• INSTRUCTIONS TO FOLLOW:
Copy, exactly and without additions, every line in the records below from the one holding "x=433, y=576" through the one holding "x=21, y=295", both ends included.

Start of Block

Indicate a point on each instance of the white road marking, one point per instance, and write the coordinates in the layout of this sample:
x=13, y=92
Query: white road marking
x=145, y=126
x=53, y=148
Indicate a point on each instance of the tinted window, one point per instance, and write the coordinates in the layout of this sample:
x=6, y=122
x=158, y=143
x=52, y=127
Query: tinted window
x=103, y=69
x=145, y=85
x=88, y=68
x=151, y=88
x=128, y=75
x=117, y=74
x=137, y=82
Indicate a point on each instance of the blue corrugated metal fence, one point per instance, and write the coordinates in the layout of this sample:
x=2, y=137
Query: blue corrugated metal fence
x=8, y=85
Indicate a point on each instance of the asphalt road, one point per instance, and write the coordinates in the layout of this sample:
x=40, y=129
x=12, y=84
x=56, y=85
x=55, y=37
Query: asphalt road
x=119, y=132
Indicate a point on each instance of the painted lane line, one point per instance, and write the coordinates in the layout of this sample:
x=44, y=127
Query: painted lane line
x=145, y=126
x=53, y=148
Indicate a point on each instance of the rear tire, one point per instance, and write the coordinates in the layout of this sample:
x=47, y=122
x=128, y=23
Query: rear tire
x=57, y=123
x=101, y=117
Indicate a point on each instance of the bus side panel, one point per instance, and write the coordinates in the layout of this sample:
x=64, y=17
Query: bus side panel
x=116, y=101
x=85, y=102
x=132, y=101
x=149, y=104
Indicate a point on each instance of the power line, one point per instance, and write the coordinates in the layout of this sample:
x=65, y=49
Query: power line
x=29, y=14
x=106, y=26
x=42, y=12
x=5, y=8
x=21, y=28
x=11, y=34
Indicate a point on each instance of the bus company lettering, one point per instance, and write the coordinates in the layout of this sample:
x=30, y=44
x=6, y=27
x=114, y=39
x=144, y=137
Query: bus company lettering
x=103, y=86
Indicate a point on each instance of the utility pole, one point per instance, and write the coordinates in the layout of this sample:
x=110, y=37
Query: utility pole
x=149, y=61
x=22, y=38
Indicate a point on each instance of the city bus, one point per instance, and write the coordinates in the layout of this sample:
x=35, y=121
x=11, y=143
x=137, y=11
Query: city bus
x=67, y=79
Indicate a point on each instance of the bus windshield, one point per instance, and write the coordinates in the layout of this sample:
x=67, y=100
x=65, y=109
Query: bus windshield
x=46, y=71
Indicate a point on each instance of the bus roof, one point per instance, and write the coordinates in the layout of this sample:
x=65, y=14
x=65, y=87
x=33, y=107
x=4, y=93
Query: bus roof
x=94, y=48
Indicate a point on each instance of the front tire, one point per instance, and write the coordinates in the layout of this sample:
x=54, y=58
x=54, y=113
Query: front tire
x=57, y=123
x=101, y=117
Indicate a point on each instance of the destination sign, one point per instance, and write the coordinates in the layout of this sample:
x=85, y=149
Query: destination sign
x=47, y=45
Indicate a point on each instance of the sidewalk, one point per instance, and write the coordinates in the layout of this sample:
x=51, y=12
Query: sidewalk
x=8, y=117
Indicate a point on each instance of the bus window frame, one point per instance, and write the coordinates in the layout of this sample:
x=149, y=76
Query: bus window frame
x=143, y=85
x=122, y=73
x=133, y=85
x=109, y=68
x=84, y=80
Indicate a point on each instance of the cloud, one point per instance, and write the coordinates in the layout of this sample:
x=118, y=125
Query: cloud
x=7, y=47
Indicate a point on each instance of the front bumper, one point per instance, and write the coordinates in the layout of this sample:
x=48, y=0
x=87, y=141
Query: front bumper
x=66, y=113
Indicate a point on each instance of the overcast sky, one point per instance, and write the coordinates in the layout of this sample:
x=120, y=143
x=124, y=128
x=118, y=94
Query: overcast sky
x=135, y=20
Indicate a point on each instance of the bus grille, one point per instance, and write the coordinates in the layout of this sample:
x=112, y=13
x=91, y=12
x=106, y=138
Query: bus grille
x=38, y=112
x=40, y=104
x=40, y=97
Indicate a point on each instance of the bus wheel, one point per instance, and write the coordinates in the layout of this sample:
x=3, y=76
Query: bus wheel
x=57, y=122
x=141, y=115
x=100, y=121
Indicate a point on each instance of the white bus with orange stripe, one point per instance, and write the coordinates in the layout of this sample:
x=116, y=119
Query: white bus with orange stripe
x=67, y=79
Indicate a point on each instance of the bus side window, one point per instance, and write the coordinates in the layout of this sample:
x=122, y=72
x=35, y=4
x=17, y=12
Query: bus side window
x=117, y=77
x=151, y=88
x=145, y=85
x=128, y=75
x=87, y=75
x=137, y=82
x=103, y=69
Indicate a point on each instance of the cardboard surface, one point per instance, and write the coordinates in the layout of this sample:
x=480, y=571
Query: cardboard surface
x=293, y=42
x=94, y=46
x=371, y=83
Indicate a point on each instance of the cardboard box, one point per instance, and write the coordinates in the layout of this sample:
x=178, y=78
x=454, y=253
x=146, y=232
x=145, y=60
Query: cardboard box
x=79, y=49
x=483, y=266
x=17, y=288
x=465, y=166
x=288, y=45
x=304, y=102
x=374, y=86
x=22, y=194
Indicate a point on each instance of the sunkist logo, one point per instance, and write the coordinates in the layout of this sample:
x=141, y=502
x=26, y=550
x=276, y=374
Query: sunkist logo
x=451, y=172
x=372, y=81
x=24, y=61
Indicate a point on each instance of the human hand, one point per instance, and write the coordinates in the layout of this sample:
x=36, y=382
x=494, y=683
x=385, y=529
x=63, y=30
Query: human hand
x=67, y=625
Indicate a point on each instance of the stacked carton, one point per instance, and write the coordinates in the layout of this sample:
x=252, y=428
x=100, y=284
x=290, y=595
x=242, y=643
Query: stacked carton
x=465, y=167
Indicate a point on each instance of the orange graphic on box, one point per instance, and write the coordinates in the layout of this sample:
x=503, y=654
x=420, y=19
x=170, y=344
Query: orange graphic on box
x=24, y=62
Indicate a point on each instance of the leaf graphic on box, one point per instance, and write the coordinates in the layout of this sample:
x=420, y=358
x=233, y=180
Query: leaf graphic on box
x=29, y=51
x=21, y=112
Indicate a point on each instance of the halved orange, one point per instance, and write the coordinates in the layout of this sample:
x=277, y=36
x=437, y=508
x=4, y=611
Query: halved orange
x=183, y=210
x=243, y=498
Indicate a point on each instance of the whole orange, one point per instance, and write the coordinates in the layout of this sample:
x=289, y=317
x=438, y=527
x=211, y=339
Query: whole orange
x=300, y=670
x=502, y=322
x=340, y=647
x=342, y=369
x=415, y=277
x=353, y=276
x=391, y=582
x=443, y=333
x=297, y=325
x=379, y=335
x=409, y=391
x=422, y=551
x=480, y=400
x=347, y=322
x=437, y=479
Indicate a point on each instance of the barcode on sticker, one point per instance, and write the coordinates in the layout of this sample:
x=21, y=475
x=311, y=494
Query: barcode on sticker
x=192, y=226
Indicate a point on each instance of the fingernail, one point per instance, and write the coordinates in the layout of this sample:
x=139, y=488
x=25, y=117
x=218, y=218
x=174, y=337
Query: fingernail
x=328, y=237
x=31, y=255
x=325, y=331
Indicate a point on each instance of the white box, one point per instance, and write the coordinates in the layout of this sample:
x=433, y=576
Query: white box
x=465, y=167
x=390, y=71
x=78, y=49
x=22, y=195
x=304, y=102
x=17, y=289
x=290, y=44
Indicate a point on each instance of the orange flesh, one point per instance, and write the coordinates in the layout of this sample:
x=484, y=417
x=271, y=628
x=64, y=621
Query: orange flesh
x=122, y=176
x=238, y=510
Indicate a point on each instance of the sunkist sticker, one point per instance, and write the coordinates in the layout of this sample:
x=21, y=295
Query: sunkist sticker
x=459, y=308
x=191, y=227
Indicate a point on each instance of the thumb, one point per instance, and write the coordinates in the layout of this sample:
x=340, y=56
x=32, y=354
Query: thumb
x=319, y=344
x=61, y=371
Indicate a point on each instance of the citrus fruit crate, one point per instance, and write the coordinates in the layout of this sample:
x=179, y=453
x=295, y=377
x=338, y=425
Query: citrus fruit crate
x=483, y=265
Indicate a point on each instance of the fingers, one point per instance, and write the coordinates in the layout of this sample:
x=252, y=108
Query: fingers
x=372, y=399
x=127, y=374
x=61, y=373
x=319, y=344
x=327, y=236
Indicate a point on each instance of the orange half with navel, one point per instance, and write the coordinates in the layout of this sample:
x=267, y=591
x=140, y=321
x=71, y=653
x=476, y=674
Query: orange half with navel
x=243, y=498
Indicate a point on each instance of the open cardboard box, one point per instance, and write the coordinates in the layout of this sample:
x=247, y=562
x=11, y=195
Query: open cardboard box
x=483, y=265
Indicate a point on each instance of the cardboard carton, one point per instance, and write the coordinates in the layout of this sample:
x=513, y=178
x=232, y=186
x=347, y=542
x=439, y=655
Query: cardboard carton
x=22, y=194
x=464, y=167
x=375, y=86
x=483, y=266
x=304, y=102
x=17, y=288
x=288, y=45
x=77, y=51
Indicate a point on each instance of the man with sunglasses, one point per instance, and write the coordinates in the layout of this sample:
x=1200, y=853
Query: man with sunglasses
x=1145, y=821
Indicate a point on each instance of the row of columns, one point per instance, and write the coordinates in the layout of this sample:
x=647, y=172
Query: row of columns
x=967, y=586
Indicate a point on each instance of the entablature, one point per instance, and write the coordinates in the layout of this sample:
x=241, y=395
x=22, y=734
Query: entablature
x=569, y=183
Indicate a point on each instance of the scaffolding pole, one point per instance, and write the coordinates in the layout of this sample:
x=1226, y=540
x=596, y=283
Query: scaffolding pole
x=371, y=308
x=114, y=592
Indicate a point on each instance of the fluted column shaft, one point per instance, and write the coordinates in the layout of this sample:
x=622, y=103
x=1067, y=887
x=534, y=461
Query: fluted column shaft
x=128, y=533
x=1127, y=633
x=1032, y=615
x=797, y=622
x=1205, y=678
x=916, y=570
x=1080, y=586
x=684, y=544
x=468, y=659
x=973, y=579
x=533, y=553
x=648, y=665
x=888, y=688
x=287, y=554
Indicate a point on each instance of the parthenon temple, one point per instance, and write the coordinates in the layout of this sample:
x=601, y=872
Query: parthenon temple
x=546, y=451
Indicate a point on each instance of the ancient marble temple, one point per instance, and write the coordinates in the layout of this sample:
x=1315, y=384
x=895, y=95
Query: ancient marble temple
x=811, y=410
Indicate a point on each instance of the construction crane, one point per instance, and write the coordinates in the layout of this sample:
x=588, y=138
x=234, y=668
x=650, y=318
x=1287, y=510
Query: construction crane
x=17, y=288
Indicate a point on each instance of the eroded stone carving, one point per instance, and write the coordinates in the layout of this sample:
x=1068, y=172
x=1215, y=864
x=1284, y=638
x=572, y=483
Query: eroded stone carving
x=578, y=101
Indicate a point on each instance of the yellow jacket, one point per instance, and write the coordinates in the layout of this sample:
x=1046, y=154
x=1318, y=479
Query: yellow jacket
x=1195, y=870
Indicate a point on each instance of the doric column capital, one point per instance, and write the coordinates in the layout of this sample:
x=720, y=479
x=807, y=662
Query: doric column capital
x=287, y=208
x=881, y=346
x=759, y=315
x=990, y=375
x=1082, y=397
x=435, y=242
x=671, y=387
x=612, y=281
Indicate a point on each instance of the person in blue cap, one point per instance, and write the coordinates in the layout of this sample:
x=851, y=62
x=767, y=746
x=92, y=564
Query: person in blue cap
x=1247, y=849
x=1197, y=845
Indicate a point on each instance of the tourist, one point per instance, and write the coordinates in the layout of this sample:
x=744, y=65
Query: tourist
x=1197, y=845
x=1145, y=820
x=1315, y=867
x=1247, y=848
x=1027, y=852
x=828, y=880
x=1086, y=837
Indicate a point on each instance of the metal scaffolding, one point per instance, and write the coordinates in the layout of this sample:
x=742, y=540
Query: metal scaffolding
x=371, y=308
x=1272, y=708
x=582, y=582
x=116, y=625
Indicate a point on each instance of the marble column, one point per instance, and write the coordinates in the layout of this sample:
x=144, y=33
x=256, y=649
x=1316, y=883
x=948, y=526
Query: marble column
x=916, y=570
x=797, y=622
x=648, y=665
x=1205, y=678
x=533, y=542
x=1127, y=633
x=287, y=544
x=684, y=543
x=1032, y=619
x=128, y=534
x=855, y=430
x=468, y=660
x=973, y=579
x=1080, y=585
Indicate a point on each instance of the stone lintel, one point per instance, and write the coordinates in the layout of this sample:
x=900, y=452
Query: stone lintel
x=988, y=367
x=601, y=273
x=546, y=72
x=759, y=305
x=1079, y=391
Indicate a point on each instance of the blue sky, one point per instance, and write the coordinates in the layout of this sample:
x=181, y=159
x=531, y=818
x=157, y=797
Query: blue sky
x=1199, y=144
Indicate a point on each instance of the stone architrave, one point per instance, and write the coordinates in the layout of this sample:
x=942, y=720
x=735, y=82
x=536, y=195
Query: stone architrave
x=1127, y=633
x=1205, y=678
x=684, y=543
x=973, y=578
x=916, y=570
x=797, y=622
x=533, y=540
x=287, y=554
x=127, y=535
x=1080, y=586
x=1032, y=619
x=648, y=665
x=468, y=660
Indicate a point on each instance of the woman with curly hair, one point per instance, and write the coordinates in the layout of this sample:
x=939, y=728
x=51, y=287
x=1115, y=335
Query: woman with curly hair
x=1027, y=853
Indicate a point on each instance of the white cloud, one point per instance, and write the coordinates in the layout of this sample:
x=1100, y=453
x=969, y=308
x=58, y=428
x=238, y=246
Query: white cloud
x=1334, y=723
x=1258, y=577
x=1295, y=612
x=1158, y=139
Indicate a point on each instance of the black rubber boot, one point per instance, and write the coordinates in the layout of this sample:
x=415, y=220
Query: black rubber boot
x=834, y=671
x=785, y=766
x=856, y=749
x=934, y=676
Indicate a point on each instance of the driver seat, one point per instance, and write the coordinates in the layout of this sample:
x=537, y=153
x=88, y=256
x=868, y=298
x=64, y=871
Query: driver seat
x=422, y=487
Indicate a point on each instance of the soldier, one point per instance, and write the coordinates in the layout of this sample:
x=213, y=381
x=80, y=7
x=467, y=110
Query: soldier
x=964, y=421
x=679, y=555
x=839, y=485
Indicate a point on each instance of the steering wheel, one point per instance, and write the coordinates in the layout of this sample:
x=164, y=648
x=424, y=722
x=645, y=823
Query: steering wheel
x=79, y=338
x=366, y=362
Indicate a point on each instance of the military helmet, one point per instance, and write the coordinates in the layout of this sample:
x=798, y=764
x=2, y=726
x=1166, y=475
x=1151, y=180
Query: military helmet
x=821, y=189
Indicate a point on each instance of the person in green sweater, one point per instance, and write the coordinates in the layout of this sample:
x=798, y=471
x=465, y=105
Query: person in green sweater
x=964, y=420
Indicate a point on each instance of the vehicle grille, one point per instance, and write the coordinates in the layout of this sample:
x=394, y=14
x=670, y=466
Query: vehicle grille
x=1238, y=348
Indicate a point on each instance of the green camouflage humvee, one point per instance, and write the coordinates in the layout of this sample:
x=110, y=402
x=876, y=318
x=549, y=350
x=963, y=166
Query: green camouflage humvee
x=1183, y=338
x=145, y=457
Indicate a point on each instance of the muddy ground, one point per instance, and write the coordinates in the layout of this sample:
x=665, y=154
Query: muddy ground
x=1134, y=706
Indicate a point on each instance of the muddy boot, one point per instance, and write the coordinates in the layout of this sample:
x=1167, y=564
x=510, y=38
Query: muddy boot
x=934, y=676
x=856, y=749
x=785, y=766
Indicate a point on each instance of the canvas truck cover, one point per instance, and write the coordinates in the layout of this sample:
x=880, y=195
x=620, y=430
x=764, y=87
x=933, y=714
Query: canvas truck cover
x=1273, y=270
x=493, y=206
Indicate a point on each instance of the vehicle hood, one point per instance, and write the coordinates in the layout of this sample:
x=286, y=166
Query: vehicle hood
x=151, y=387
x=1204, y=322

End of Block

• RESULT FOR THIS TASK:
x=433, y=576
Query: white box
x=465, y=167
x=390, y=71
x=78, y=49
x=22, y=195
x=304, y=102
x=17, y=289
x=290, y=44
Indicate a point on each instance of the orange flesh, one point per instance, and write the coordinates in the layout of this sample:
x=484, y=417
x=271, y=628
x=64, y=621
Query: orange flesh
x=122, y=176
x=238, y=510
Indicate a point on each instance of the sunkist sticker, one point per instance, and write the coordinates in the layout of this sample:
x=21, y=295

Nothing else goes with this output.